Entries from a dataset
____________
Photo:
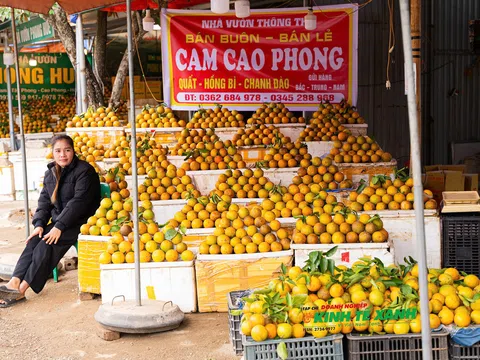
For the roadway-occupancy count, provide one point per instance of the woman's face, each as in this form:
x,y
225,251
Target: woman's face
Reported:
____________
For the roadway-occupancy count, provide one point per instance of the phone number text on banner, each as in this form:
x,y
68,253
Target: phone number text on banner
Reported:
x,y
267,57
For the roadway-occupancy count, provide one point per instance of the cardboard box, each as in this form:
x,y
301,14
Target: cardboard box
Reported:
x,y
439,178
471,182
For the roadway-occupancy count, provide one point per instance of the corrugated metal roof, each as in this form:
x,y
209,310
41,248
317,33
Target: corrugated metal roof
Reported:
____________
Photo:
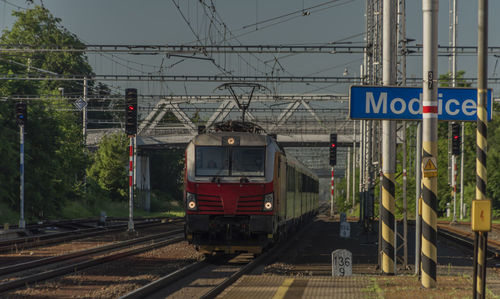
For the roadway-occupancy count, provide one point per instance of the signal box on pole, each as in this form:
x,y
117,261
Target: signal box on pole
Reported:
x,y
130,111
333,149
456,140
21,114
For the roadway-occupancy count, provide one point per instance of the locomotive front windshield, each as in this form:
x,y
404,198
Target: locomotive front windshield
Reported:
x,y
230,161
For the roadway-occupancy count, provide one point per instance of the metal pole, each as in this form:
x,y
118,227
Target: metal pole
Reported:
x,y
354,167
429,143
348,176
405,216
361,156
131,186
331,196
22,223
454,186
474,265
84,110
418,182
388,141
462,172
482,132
____________
## [To do]
Show each line of the records above that contains the string "this".

## [Reply]
For the roadway-occupancy count, provide one point per instance of the woman's face, each as in this form:
For the roadway-occupancy count, provide one point per instance of the phone number text on banner, each as in this form:
For the roadway-occupancy count, provide one point per instance of the cardboard box, each as in this form:
For the roadway-occupancy count, provide one point per instance of the corrugated metal roof, each as in this form:
For the roadway-occupancy count, provide one point per instance of the signal box on pole, each as in this form:
For the roadway-occupancy count, provide one point per instance of the locomotive front windshield, each as in this form:
For the roadway-occupancy count, provide one point per instance of the metal pole, each as in this form:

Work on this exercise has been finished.